--- START OF Dataset content ---

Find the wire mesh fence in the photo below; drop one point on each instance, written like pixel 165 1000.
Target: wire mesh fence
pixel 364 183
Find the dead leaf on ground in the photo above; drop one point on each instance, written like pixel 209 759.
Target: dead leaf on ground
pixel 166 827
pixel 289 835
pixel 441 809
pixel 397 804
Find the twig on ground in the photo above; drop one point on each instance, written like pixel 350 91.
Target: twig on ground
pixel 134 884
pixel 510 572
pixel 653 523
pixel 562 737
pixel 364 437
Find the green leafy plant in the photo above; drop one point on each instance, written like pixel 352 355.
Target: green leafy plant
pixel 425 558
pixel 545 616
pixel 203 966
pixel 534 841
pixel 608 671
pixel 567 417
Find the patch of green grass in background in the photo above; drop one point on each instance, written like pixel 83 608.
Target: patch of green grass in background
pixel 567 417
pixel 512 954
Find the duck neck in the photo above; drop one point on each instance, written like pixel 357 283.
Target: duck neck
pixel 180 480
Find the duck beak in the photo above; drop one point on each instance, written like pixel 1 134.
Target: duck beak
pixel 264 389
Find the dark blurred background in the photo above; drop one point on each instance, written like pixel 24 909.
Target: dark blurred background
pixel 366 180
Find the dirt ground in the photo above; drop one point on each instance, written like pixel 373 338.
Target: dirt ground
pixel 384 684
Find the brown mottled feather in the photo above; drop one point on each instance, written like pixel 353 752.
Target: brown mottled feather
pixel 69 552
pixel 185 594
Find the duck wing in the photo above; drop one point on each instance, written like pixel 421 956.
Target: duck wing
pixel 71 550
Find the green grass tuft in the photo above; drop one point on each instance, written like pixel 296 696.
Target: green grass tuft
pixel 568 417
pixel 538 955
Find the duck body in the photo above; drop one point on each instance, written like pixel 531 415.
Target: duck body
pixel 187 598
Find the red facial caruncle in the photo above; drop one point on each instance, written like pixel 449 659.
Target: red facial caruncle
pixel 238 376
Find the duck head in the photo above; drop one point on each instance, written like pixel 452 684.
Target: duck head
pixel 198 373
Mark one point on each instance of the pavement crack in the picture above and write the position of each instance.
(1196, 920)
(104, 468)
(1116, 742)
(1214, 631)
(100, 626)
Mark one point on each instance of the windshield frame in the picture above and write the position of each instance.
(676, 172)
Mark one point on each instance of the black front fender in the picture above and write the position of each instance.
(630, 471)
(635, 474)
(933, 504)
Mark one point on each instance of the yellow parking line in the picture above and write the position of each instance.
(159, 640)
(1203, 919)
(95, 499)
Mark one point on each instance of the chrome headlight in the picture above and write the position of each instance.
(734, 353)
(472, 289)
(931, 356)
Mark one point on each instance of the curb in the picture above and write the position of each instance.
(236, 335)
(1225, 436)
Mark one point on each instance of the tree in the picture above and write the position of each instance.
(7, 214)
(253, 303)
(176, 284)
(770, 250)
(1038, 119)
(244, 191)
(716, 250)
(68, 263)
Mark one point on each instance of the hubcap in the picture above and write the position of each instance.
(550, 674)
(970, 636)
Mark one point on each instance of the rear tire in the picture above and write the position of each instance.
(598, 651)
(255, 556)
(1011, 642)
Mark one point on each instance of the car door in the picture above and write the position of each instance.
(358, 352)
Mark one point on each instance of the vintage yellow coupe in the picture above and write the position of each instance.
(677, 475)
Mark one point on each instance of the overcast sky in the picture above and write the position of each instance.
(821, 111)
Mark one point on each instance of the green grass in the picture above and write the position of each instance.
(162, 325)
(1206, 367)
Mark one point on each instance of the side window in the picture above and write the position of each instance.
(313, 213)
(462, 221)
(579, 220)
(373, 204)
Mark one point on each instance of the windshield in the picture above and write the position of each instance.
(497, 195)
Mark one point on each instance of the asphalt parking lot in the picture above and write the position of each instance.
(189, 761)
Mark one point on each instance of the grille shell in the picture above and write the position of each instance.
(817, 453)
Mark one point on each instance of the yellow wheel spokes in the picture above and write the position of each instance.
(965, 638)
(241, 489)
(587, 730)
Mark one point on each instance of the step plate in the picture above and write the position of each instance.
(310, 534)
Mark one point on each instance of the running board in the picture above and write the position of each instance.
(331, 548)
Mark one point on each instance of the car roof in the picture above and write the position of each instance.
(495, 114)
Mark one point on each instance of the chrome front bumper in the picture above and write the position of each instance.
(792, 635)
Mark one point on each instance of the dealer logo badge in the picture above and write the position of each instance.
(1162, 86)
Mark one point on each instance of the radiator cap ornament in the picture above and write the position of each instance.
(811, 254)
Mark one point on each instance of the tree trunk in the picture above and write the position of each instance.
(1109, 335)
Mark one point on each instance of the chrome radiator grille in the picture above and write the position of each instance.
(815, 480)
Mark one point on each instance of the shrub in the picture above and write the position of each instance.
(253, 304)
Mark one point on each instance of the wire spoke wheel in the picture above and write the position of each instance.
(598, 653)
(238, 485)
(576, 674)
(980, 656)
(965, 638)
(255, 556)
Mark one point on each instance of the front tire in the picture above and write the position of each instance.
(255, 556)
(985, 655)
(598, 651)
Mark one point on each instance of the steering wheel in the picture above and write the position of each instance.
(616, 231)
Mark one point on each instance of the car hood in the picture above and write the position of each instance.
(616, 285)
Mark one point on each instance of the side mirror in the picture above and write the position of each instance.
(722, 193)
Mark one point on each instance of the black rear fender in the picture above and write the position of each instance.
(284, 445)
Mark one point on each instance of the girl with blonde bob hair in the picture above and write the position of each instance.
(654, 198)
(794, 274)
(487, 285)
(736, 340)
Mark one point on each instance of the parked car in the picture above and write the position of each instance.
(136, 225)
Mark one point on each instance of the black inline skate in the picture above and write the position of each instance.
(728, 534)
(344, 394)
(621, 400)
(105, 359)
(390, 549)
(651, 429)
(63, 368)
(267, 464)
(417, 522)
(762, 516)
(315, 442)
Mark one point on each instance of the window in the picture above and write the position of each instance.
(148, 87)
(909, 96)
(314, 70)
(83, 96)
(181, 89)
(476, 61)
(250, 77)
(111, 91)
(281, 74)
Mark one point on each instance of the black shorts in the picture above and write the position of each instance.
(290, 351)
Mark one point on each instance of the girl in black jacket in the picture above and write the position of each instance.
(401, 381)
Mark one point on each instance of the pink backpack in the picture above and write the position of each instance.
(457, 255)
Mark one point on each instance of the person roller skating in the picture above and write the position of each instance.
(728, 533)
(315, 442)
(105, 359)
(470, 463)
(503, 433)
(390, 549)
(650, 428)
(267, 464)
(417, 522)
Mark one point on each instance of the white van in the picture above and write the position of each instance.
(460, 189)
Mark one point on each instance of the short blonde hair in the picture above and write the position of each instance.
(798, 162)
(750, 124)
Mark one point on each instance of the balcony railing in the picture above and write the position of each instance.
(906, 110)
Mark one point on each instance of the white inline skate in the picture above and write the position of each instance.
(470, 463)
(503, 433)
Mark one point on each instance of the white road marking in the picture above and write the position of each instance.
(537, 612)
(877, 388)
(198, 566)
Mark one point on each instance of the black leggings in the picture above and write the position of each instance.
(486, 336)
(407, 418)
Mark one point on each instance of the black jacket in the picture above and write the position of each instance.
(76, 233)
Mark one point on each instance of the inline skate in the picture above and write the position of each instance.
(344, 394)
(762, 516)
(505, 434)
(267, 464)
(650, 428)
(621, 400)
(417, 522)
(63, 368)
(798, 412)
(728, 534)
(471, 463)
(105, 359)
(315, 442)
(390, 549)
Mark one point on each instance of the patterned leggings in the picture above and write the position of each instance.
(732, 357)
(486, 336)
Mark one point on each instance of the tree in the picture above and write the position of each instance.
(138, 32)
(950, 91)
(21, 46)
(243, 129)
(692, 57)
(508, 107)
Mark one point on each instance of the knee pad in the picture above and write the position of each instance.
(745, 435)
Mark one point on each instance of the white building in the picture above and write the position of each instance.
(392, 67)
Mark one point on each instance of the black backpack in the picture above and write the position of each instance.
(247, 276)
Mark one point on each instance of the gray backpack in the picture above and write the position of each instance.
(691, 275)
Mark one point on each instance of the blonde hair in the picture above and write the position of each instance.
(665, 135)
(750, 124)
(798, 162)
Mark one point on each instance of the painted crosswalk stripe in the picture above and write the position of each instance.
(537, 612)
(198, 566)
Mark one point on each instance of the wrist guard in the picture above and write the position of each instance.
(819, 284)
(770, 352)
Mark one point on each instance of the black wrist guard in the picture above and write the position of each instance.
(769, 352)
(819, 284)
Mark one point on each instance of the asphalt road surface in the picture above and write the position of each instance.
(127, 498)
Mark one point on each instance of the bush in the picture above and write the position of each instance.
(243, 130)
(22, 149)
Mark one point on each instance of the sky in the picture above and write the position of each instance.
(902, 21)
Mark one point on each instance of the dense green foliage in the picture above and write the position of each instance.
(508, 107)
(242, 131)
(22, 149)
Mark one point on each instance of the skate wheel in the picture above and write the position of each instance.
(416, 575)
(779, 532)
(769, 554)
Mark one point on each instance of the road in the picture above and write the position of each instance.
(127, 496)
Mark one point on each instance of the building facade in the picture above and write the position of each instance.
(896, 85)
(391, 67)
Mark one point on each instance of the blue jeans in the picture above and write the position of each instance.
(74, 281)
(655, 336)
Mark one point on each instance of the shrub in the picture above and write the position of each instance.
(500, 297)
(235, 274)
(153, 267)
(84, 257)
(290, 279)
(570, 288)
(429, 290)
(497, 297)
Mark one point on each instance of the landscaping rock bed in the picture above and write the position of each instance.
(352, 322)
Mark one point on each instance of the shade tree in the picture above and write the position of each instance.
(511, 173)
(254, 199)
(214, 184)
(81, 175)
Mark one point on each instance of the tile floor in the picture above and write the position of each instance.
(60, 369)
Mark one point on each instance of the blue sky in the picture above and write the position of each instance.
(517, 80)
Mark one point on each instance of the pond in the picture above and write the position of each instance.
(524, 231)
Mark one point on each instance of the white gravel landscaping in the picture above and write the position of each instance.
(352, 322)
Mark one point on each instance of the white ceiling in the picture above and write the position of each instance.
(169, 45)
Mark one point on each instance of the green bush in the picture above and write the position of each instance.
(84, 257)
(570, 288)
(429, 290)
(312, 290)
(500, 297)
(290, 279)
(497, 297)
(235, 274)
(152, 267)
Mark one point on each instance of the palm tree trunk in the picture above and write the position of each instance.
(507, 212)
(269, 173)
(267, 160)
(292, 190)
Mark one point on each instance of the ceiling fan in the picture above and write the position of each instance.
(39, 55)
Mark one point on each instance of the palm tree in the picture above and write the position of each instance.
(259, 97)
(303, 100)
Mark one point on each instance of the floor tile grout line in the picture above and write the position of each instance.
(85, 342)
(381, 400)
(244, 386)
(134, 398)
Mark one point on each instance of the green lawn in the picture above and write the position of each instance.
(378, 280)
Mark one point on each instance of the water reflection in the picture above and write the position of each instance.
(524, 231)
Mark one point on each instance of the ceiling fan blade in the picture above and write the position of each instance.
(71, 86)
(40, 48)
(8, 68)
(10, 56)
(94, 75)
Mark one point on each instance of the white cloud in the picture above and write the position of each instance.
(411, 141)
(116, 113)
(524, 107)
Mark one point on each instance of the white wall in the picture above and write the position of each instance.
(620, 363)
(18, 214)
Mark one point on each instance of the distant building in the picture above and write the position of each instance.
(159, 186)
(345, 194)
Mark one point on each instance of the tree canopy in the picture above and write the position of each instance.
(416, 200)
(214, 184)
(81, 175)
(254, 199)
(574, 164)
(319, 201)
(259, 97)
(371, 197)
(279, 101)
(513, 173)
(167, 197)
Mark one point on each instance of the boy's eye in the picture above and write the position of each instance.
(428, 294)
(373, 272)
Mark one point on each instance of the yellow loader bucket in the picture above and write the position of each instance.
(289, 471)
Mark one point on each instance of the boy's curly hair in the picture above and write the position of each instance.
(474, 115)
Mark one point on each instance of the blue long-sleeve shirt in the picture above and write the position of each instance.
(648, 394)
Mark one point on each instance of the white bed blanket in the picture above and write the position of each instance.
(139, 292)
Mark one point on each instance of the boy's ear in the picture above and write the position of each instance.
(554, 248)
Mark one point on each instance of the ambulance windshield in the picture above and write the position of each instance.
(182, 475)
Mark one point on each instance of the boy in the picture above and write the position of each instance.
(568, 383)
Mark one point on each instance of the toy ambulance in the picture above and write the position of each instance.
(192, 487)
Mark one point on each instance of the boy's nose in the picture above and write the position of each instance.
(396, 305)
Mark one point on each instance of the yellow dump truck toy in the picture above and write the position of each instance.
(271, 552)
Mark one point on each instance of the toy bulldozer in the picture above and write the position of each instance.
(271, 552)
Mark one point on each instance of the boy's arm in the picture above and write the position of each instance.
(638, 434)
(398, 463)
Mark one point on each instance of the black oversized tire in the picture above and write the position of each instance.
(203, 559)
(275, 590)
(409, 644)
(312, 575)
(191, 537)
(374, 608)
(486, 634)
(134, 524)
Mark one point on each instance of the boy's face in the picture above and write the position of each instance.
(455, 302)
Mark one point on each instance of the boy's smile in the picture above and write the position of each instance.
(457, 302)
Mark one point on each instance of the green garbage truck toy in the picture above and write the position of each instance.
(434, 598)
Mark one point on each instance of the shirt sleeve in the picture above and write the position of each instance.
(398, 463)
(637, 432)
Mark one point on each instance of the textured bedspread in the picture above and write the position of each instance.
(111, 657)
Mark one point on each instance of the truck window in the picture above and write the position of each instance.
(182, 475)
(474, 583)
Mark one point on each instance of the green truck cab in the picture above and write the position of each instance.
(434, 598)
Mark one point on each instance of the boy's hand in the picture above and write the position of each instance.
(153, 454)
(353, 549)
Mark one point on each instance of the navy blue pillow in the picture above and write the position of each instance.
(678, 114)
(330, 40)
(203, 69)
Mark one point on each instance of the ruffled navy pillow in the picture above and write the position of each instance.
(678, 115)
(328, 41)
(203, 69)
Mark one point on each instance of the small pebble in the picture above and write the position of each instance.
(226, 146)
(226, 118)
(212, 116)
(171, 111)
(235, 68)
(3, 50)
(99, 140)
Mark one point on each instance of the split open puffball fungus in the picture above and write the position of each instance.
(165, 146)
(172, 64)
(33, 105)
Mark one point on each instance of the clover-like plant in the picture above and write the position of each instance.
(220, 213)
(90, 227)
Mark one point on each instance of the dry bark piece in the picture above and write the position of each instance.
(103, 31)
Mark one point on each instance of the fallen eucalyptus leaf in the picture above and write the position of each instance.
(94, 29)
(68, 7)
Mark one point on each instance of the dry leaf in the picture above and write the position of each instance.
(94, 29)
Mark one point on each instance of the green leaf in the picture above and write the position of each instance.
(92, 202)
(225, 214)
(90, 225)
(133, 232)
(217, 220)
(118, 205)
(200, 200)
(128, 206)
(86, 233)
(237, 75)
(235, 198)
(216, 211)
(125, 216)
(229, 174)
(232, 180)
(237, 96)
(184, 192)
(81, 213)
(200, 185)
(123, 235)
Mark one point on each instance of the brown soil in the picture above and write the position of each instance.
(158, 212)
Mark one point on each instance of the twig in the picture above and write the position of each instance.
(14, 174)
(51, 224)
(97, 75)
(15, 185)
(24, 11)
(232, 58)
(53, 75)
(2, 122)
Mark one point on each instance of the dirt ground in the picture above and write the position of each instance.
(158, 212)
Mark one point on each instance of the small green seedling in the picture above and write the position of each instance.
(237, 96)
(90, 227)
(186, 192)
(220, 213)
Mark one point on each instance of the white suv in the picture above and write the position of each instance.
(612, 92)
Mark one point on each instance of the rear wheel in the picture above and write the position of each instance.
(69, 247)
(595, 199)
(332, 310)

--- END OF Dataset content ---

Short problem:
Output the entries as a numbered list, omitting blank lines, covering only the part that opens at the start of the entries and closes with the line containing "pixel 538 955".

Reply:
1. Find the wire mesh fence in the photo below; drop one point on each instance, written like pixel 165 1000.
2. Target: wire mesh fence
3. pixel 364 183
4. Find the dead leaf on ground in the photo above; drop one point on each instance, written like pixel 209 759.
5. Target: dead leaf on ground
6. pixel 166 827
7. pixel 289 835
8. pixel 441 809
9. pixel 397 804
10. Find the twig on ground in the photo above; drop one point on each instance, written like pixel 350 91.
11. Target: twig on ground
12. pixel 134 884
13. pixel 510 572
14. pixel 653 523
15. pixel 562 737
16. pixel 364 437
17. Find the green leafy plant in the photo above; drop one point on each instance, written like pixel 352 355.
18. Target: green leafy plant
19. pixel 425 558
20. pixel 545 616
21. pixel 203 966
22. pixel 534 841
23. pixel 608 671
24. pixel 567 417
25. Find the patch of green grass in background in the photo above; drop one point on each instance, written like pixel 83 608.
26. Target: patch of green grass in background
27. pixel 567 417
28. pixel 512 954
29. Find the duck neck in the photo above; drop one point on each instance, written like pixel 357 283.
30. Target: duck neck
31. pixel 180 480
32. Find the duck beak in the photo above; drop one point on each instance, written like pixel 1 134.
33. Target: duck beak
34. pixel 264 389
35. Find the dark blurred background in the photo above; drop one point on each instance, written like pixel 24 909.
36. Target: dark blurred background
37. pixel 366 180
38. Find the dirt ground in the photo above; drop one point on each instance, written like pixel 373 338.
39. Target: dirt ground
40. pixel 384 684
41. Find the brown mottled feather in the photo above; drop one point on each instance, written like pixel 353 752.
42. Target: brown mottled feather
43. pixel 69 552
44. pixel 185 594
45. Find the duck wing in the photo above; drop one point on each instance, written like pixel 421 956.
46. Target: duck wing
47. pixel 71 550
48. Find the green grass tuft in the photo above; drop one point on each instance, written like pixel 296 696.
49. Target: green grass tuft
50. pixel 568 417
51. pixel 538 955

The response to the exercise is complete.